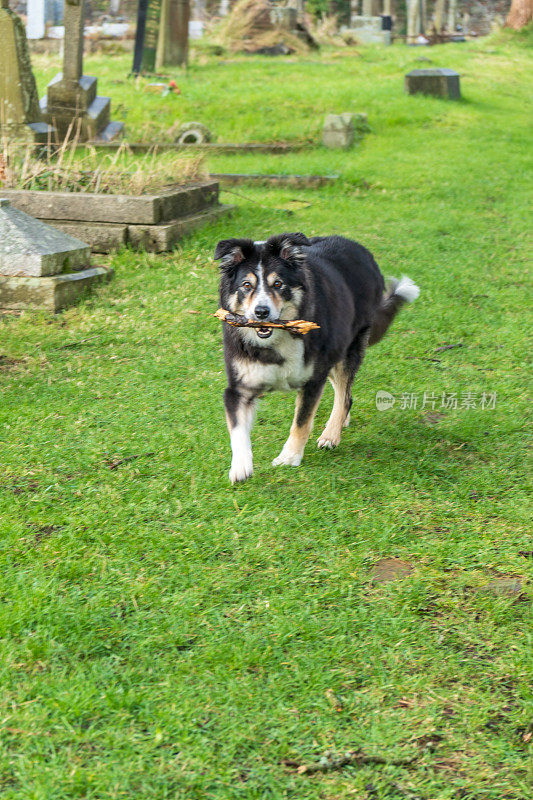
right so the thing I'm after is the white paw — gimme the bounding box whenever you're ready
[317,433,340,449]
[229,457,253,484]
[272,448,303,467]
[343,413,351,428]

Try it:
Each record should be printed again precisely, though not its pictures.

Reply to the exercise:
right so the thing I'm after is the white paw — gimme the bounding box whenever you're ready
[317,433,340,449]
[229,457,253,484]
[272,448,303,467]
[343,413,351,428]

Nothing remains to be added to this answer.